- Text shown
(begin)

Rubber balls found in eye-sockets of severed head in US

The embalmed head of a woman was found by a boy walking through the woods in Pennsylvania.

A WOMAN WHOSE embalmed head was found in the western Pennsylvania woods more than a year ago may have died of a heart ailment, police said today.

Tests run on the woman’s hair at the FBI Forensic Lab in Quantico, Virginia, showed traces of lidocaine and atropine — drugs used to treat acute heart ailments — in her system, Economy police Chief Michael O’Brien said at a news conference.

The woman’s head was found 12 December, 2014, by a boy walking through the woods in the borough about 15 miles northwest of Pittsburgh. But police have yet to determine who the woman is or why her head was severed from her body after it was embalmed.

Authorities performed a burial service for the head at Beaver Cemetery on Saturday, the anniversary of the head’s discovery. They called a news conference today in hopes the publicity from the burial would help them disseminate the latest information on the case.

“Her identity is a priority of this investigation,” O’Brien said. At the press conference he showed reporters a red rubber ball similar to those found in the place of eyes in the woman’s head. Beaver County Coroner told Channell 11 News that this is not common practice in the funeral business.

Michael O'Brien Chief Michael O'Brien shows a red rubber ball during a news conference. Keith Srakocic / AP Keith Srakocic / AP / AP

O’Brien said that new isotope test results indicate that the woman may have lived the last seven months of her life in a region of the Allegheny Mountains from northern West Virginia stretching through western Maryland and Pennsylvania and into north central Pennsylvania.

Beaver County District Attorney Anthony Berosh said a Salt Lake City company, IsoForensics Inc, was hired to test isotopes found in the woman’s body. Those substances are elements that form in human bodies due to the food and drink a person consumes, and can form combinations unique to certain geographic areas.

Those tests suggest the woman moved several times in the months before she died, which means she might have been in the care of various family or friends, Berosh said.

(end)

Records of labeled points:
(begin)

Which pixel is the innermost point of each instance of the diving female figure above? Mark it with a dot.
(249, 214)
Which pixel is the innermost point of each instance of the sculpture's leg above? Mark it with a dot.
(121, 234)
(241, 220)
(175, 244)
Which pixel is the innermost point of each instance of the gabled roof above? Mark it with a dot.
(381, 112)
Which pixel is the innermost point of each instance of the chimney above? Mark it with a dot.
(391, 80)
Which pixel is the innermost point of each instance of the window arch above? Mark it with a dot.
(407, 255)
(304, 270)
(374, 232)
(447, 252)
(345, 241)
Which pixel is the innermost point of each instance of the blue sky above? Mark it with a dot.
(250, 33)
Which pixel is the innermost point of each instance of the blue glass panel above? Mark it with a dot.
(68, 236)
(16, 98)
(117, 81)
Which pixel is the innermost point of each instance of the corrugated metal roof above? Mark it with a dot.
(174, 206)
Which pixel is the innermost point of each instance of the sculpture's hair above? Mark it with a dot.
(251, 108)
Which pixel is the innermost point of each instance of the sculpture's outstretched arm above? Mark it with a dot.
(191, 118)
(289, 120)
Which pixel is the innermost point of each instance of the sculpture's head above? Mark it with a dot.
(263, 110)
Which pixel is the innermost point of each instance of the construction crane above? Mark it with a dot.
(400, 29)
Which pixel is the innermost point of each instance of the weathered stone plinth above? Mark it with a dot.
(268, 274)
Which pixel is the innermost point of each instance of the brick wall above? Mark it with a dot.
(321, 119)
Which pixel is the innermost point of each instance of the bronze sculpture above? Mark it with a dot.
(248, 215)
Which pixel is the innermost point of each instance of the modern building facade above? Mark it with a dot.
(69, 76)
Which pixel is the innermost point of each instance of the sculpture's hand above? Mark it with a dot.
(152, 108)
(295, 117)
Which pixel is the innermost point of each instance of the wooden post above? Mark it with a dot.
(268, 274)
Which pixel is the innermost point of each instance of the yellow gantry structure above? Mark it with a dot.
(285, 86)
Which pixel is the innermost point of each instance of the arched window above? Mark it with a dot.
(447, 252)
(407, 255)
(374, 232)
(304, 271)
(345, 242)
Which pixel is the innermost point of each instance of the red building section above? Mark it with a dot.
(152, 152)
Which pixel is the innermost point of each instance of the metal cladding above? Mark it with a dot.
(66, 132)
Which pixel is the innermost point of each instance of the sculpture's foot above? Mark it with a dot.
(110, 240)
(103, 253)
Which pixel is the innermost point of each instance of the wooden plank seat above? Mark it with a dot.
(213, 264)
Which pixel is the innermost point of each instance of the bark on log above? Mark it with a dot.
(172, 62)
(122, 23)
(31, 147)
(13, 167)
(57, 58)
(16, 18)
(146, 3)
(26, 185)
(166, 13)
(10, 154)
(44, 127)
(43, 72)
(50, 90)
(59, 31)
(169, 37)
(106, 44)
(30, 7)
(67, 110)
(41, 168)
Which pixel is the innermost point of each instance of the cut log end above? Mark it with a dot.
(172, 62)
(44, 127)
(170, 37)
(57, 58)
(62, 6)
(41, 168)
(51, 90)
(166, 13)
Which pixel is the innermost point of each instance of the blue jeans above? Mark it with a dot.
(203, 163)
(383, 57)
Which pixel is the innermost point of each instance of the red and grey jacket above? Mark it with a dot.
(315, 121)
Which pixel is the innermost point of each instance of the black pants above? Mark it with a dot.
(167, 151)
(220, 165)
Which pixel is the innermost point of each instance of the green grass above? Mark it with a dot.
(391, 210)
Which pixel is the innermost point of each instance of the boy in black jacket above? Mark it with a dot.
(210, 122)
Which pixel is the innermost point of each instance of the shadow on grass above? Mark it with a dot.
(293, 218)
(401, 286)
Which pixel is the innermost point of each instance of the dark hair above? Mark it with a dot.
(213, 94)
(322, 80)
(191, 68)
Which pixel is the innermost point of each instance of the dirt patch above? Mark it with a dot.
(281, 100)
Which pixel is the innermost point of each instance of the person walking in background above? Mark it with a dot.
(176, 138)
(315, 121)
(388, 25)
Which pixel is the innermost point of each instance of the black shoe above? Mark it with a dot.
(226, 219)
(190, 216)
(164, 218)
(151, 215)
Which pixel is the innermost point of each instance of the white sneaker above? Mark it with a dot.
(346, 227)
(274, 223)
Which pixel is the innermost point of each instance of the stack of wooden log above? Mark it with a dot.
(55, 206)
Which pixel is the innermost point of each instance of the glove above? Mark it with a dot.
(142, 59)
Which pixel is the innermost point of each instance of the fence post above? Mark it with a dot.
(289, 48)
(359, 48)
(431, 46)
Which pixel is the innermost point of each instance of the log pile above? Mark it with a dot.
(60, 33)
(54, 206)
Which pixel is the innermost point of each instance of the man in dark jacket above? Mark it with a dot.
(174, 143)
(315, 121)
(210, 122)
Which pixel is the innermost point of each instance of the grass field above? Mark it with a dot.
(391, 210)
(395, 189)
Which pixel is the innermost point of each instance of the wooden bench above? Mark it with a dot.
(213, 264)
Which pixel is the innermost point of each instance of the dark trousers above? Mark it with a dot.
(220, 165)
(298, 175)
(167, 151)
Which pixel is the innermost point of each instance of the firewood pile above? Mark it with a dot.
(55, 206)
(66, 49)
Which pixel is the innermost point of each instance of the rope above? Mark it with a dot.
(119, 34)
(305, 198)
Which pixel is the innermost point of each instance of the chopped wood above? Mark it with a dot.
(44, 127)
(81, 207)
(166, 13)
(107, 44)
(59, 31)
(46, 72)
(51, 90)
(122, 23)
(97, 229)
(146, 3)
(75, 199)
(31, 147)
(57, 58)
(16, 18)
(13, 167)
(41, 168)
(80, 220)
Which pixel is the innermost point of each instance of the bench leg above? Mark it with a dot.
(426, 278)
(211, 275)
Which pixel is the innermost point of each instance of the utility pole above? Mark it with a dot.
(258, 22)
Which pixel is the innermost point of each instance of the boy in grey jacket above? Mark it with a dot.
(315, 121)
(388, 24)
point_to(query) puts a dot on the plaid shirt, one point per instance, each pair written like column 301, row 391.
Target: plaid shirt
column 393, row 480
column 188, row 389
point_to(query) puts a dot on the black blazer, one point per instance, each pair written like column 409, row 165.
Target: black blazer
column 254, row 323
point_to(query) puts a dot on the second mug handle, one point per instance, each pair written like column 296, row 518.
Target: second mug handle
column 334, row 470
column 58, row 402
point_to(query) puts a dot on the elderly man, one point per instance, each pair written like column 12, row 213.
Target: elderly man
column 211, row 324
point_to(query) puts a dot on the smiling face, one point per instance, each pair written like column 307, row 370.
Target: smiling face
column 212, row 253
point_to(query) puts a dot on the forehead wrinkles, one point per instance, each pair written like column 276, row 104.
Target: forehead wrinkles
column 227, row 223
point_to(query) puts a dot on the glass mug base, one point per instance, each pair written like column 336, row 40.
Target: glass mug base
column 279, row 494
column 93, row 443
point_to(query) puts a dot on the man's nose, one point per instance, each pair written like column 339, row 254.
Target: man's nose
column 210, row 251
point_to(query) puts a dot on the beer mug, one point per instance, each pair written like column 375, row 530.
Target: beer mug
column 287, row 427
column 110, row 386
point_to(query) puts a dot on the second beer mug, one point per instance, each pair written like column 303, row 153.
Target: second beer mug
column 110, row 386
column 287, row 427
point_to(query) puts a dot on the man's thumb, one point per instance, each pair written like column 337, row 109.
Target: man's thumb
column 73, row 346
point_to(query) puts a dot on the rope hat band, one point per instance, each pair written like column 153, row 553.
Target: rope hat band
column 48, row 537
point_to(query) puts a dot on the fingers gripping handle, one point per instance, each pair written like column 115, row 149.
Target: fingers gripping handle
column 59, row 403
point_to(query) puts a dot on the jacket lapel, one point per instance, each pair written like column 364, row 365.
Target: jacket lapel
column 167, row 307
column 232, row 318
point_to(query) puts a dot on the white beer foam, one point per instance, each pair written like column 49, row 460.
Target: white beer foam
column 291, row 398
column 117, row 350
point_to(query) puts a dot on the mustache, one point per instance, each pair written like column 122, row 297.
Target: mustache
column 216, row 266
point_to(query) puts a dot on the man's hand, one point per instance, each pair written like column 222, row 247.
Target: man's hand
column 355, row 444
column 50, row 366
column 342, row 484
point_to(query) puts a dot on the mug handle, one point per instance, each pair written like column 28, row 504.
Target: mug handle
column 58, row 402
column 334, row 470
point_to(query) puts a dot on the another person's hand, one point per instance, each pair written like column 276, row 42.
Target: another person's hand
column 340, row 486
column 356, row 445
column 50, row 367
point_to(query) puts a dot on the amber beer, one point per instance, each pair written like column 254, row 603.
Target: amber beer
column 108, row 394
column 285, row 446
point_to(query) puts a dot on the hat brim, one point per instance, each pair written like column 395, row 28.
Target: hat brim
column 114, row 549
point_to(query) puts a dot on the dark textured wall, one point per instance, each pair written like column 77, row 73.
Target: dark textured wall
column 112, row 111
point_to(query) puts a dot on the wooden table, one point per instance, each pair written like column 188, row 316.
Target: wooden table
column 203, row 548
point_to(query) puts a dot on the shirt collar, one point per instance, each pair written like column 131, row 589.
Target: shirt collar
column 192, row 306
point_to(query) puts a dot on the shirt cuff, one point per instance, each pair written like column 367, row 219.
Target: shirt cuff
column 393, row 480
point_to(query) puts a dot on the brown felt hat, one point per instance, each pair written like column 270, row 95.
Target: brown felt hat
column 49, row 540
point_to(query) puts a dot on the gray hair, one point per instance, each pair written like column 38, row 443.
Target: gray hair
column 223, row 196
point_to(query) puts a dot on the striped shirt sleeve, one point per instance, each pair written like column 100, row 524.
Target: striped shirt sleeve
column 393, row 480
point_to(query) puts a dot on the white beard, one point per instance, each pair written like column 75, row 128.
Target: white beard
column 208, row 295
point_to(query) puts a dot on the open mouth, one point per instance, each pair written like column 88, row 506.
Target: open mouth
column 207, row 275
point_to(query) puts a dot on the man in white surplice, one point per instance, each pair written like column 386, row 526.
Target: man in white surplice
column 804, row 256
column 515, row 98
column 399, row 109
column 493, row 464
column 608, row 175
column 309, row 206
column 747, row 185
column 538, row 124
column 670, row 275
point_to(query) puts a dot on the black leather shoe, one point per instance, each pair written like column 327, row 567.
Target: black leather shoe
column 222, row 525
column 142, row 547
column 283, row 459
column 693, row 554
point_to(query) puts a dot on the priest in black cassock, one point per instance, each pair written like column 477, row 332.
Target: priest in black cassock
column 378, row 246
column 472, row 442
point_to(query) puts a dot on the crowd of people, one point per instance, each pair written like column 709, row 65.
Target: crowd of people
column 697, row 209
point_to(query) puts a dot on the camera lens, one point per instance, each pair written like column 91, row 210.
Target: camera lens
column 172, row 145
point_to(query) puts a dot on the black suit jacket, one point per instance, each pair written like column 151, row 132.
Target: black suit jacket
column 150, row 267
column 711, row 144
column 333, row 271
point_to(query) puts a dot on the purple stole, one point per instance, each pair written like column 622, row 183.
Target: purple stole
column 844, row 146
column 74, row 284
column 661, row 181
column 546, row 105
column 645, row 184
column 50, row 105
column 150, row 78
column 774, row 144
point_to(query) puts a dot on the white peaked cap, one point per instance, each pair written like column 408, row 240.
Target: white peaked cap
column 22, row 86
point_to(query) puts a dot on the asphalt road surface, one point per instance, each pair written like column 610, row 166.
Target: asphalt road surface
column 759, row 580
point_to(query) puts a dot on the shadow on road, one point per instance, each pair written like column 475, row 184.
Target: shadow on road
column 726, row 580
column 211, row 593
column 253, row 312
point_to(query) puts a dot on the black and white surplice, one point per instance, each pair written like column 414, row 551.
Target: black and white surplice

(end)

- Work to do
A – From the article about the embalmed head, reproduce the passage between "Beaver County District" and "friends, Berosh said.", inclusive.
B – In the article about the embalmed head, where were the tests on the woman's hair carried out?

- Answers given
A –
Beaver County District Attorney Anthony Berosh said a Salt Lake City company, IsoForensics Inc, was hired to test isotopes found in the woman’s body. Those substances are elements that form in human bodies due to the food and drink a person consumes, and can form combinations unique to certain geographic areas.

Those tests suggest the woman moved several times in the months before she died, which means she might have been in the care of various family or friends, Berosh said.

B – At the FBI Forensic Lab in Quantico, Virginia.